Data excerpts
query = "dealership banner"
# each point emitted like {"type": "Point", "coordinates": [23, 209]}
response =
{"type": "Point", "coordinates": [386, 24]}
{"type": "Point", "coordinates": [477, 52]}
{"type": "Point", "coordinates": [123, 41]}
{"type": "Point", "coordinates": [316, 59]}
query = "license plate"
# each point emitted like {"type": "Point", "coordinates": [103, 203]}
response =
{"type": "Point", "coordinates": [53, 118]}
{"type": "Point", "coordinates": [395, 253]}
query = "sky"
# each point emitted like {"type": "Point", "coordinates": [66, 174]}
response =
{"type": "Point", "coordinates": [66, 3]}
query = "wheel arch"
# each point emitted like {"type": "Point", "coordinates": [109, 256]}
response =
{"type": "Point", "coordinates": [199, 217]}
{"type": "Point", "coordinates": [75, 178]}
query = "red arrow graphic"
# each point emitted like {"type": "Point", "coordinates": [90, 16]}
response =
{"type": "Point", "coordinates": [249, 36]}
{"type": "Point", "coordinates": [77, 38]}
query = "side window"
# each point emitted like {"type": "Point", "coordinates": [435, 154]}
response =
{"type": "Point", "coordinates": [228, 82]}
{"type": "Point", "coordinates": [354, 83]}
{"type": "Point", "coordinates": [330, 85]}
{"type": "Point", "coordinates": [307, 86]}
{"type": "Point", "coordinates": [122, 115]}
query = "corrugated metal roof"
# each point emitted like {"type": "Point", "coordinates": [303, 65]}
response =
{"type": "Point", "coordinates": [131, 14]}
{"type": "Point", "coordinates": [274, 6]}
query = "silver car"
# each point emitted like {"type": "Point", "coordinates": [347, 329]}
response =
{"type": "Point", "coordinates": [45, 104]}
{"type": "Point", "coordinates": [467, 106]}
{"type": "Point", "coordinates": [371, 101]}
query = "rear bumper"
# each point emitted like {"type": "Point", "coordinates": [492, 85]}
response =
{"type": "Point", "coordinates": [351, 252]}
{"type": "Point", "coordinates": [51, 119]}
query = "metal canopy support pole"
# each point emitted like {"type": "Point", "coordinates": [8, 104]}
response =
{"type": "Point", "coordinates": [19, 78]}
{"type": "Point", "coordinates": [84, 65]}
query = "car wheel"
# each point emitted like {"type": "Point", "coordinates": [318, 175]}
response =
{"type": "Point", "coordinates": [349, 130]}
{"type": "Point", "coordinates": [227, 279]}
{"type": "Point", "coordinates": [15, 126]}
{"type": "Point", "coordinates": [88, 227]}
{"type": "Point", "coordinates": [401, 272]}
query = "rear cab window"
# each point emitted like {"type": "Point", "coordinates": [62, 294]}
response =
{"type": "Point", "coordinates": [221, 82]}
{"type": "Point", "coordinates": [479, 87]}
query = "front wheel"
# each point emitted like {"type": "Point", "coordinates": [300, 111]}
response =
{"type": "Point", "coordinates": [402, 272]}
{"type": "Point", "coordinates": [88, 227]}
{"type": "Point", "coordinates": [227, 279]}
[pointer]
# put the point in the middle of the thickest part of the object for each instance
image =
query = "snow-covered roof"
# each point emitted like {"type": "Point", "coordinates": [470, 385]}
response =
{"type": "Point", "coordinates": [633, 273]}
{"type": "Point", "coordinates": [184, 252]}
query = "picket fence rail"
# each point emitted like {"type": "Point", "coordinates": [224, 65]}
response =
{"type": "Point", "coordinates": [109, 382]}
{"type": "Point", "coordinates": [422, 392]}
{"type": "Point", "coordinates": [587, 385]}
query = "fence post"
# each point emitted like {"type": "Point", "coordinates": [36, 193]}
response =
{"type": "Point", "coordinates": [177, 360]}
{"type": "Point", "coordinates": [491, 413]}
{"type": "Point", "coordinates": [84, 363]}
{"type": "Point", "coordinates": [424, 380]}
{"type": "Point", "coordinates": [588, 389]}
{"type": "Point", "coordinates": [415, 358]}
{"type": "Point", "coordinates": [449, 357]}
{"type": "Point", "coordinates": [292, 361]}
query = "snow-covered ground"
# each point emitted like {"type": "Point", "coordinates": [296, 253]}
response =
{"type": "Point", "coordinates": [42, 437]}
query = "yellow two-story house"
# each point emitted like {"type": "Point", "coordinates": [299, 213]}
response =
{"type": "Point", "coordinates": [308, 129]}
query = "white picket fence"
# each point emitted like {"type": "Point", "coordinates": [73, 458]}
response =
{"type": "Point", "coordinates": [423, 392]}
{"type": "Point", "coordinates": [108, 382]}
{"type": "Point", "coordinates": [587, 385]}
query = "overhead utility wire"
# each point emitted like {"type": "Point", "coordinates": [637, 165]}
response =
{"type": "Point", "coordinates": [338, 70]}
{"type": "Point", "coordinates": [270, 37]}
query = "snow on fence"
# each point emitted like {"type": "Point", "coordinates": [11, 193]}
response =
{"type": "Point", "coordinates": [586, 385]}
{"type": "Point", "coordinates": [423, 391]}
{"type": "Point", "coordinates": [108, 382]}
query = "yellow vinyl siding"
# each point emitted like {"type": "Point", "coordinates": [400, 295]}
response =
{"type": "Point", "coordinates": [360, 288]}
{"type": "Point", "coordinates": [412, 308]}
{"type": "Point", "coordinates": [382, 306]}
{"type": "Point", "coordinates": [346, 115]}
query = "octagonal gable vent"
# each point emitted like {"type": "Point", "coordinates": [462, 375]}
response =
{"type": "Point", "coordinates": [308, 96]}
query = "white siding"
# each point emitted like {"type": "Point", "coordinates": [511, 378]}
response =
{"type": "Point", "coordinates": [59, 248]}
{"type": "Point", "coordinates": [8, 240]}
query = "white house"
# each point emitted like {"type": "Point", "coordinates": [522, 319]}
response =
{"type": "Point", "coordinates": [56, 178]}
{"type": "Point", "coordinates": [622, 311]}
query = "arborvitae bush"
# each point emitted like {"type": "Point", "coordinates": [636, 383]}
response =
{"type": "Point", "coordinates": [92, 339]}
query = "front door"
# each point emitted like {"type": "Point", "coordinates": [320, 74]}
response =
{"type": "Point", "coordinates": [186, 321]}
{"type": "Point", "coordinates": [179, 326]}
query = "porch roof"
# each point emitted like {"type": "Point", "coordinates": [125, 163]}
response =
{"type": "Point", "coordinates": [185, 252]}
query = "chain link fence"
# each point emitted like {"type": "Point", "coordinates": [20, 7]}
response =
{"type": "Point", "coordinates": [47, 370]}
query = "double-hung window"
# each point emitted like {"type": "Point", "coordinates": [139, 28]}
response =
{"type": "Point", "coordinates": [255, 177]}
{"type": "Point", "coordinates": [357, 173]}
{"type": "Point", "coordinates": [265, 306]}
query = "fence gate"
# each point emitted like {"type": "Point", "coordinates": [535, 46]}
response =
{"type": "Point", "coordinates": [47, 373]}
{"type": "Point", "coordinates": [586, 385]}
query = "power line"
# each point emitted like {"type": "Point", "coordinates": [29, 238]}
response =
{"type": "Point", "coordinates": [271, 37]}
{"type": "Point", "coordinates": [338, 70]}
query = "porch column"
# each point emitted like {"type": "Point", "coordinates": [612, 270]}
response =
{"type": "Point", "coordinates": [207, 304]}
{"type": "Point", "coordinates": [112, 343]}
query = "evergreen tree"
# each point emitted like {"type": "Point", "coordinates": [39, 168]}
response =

■ What you need to do:
Set out every record in full, exactly as given.

■ Task response:
query = "dealership banner"
# each point emitted like {"type": "Point", "coordinates": [23, 209]}
response =
{"type": "Point", "coordinates": [386, 24]}
{"type": "Point", "coordinates": [477, 52]}
{"type": "Point", "coordinates": [123, 41]}
{"type": "Point", "coordinates": [316, 59]}
query = "license plate"
# each point emitted like {"type": "Point", "coordinates": [103, 203]}
response =
{"type": "Point", "coordinates": [53, 118]}
{"type": "Point", "coordinates": [395, 253]}
query = "sky"
# each point emitted like {"type": "Point", "coordinates": [66, 174]}
response =
{"type": "Point", "coordinates": [66, 3]}
query = "wheel arch"
# each point emitted like {"type": "Point", "coordinates": [109, 256]}
response =
{"type": "Point", "coordinates": [199, 217]}
{"type": "Point", "coordinates": [75, 178]}
query = "red arrow graphic"
# each point emitted like {"type": "Point", "coordinates": [90, 16]}
response =
{"type": "Point", "coordinates": [249, 36]}
{"type": "Point", "coordinates": [77, 38]}
query = "side window"
# each point emitted like {"type": "Point", "coordinates": [435, 154]}
response =
{"type": "Point", "coordinates": [228, 82]}
{"type": "Point", "coordinates": [354, 83]}
{"type": "Point", "coordinates": [330, 85]}
{"type": "Point", "coordinates": [307, 86]}
{"type": "Point", "coordinates": [122, 115]}
query = "corrugated metal roof"
# each point emitted like {"type": "Point", "coordinates": [303, 65]}
response =
{"type": "Point", "coordinates": [131, 14]}
{"type": "Point", "coordinates": [274, 6]}
query = "silver car"
# each point emitted like {"type": "Point", "coordinates": [347, 329]}
response =
{"type": "Point", "coordinates": [45, 104]}
{"type": "Point", "coordinates": [467, 106]}
{"type": "Point", "coordinates": [371, 101]}
query = "rear bumper"
# each point emitted like {"type": "Point", "coordinates": [492, 85]}
response =
{"type": "Point", "coordinates": [351, 252]}
{"type": "Point", "coordinates": [51, 119]}
query = "metal canopy support pole"
# each point emitted like {"type": "Point", "coordinates": [8, 104]}
response =
{"type": "Point", "coordinates": [19, 78]}
{"type": "Point", "coordinates": [84, 65]}
query = "car wheel"
# each point emitted like {"type": "Point", "coordinates": [318, 175]}
response =
{"type": "Point", "coordinates": [349, 130]}
{"type": "Point", "coordinates": [227, 279]}
{"type": "Point", "coordinates": [15, 126]}
{"type": "Point", "coordinates": [88, 227]}
{"type": "Point", "coordinates": [401, 272]}
query = "rear cab window"
# each point emitted like {"type": "Point", "coordinates": [62, 294]}
response =
{"type": "Point", "coordinates": [221, 82]}
{"type": "Point", "coordinates": [479, 87]}
query = "front wheel"
# each point emitted like {"type": "Point", "coordinates": [300, 111]}
response =
{"type": "Point", "coordinates": [402, 272]}
{"type": "Point", "coordinates": [88, 227]}
{"type": "Point", "coordinates": [227, 279]}
[pointer]
# put the point in the middle of the thickest part of the object for each instance
image =
query = "snow-covered roof"
# each point emitted like {"type": "Point", "coordinates": [470, 385]}
response =
{"type": "Point", "coordinates": [633, 273]}
{"type": "Point", "coordinates": [184, 252]}
query = "picket fence rail"
# each point emitted like {"type": "Point", "coordinates": [224, 65]}
response =
{"type": "Point", "coordinates": [109, 382]}
{"type": "Point", "coordinates": [422, 392]}
{"type": "Point", "coordinates": [587, 385]}
query = "fence post"
# each point emitted like {"type": "Point", "coordinates": [36, 193]}
response =
{"type": "Point", "coordinates": [177, 360]}
{"type": "Point", "coordinates": [491, 413]}
{"type": "Point", "coordinates": [84, 363]}
{"type": "Point", "coordinates": [424, 380]}
{"type": "Point", "coordinates": [588, 389]}
{"type": "Point", "coordinates": [415, 358]}
{"type": "Point", "coordinates": [449, 357]}
{"type": "Point", "coordinates": [292, 361]}
query = "snow-covered ground"
# each point emitted like {"type": "Point", "coordinates": [296, 253]}
response =
{"type": "Point", "coordinates": [42, 437]}
query = "yellow two-story house"
# each point emitted like {"type": "Point", "coordinates": [299, 213]}
response =
{"type": "Point", "coordinates": [308, 129]}
query = "white picket fence"
# each point emitted like {"type": "Point", "coordinates": [73, 458]}
response =
{"type": "Point", "coordinates": [423, 392]}
{"type": "Point", "coordinates": [108, 382]}
{"type": "Point", "coordinates": [587, 385]}
query = "overhead utility wire"
# each point emitted like {"type": "Point", "coordinates": [637, 165]}
response =
{"type": "Point", "coordinates": [338, 70]}
{"type": "Point", "coordinates": [270, 37]}
query = "snow on fence"
# each point emitted like {"type": "Point", "coordinates": [11, 193]}
response =
{"type": "Point", "coordinates": [586, 385]}
{"type": "Point", "coordinates": [423, 391]}
{"type": "Point", "coordinates": [108, 382]}
query = "yellow vinyl siding"
# each point emitted like {"type": "Point", "coordinates": [400, 295]}
response =
{"type": "Point", "coordinates": [360, 288]}
{"type": "Point", "coordinates": [412, 308]}
{"type": "Point", "coordinates": [382, 306]}
{"type": "Point", "coordinates": [346, 115]}
query = "octagonal gable vent"
# each point emitted like {"type": "Point", "coordinates": [462, 375]}
response =
{"type": "Point", "coordinates": [308, 96]}
query = "white siding"
# each point emitted like {"type": "Point", "coordinates": [511, 378]}
response =
{"type": "Point", "coordinates": [59, 248]}
{"type": "Point", "coordinates": [8, 240]}
query = "white house"
# each point emitted like {"type": "Point", "coordinates": [522, 319]}
response =
{"type": "Point", "coordinates": [56, 178]}
{"type": "Point", "coordinates": [622, 311]}
query = "arborvitae bush"
# each point emitted like {"type": "Point", "coordinates": [636, 383]}
response =
{"type": "Point", "coordinates": [92, 339]}
query = "front door"
# each point emitted like {"type": "Point", "coordinates": [320, 74]}
response =
{"type": "Point", "coordinates": [186, 321]}
{"type": "Point", "coordinates": [179, 326]}
query = "porch roof"
# each point emitted like {"type": "Point", "coordinates": [125, 163]}
response =
{"type": "Point", "coordinates": [185, 252]}
query = "chain link fence"
# each point emitted like {"type": "Point", "coordinates": [20, 7]}
response =
{"type": "Point", "coordinates": [47, 370]}
query = "double-hung window"
# each point emitted like {"type": "Point", "coordinates": [139, 28]}
response =
{"type": "Point", "coordinates": [255, 177]}
{"type": "Point", "coordinates": [357, 173]}
{"type": "Point", "coordinates": [265, 306]}
query = "fence gate"
# each point emitted like {"type": "Point", "coordinates": [535, 46]}
response =
{"type": "Point", "coordinates": [47, 373]}
{"type": "Point", "coordinates": [586, 385]}
query = "power line"
# each point emitted like {"type": "Point", "coordinates": [29, 238]}
response =
{"type": "Point", "coordinates": [271, 37]}
{"type": "Point", "coordinates": [338, 70]}
query = "porch column"
# each point emitted like {"type": "Point", "coordinates": [612, 270]}
response =
{"type": "Point", "coordinates": [207, 304]}
{"type": "Point", "coordinates": [112, 343]}
query = "evergreen tree"
# each point emitted like {"type": "Point", "coordinates": [39, 168]}
response =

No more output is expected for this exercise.